Object location annotation data
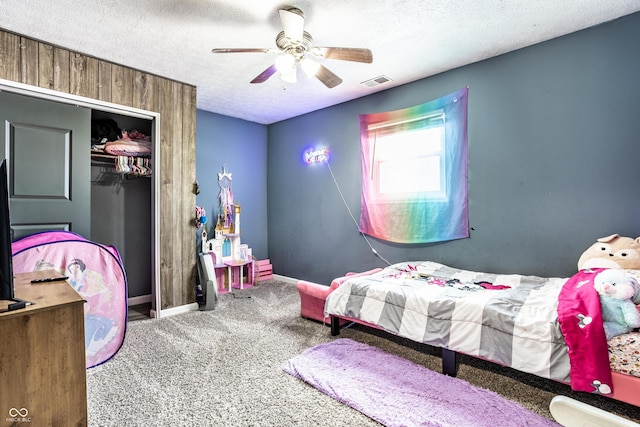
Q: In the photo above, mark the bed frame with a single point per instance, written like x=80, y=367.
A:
x=626, y=387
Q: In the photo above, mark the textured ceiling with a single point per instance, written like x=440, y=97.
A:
x=410, y=40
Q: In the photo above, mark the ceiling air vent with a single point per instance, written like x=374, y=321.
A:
x=376, y=81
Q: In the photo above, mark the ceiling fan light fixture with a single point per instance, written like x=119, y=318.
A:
x=309, y=66
x=290, y=76
x=285, y=62
x=292, y=22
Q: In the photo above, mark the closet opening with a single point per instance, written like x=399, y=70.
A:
x=125, y=204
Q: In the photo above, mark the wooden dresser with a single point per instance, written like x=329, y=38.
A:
x=42, y=356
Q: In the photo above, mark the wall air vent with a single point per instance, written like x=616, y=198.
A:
x=376, y=81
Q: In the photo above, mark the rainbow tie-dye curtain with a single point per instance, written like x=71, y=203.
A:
x=416, y=213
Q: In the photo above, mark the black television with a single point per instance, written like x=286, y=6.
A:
x=6, y=258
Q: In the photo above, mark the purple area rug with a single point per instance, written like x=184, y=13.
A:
x=397, y=392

- What you should do: Lay out the lines of the listing as a numbered list, starting with the line that contains "Q: In the photo above, mark the textured" and going on through the line that contains "x=416, y=213", leaving out any blank lines.

- Reply:
1. Q: In the photo above, mark the textured ceiling with a single point per instance, written like x=440, y=97.
2. A:
3. x=410, y=40
4. Q: In the photo above, mark the ceiling air vent with a single point per instance, written like x=374, y=321.
5. A:
6. x=376, y=81
7. Q: In the photo above, mark the ceiling fan light fixture with a single point per instance, written like x=119, y=318.
8. A:
9. x=309, y=66
10. x=290, y=76
11. x=285, y=62
12. x=292, y=22
13. Q: In the photo above, mark the closet opening with a single point per instance, written like x=399, y=70.
14. A:
15. x=125, y=204
16. Q: In the photo above, mark the wooden dresser with a single point per instance, written like x=329, y=38.
17. A:
18. x=42, y=356
19. Q: In the photo above, mark the wall air vent with a single point per instance, written like x=616, y=198.
20. A:
21. x=376, y=81
22. Q: In the photo above, mark the rainbow tie-dye curtain with a single point per instance, written like x=71, y=203.
23. A:
24. x=416, y=213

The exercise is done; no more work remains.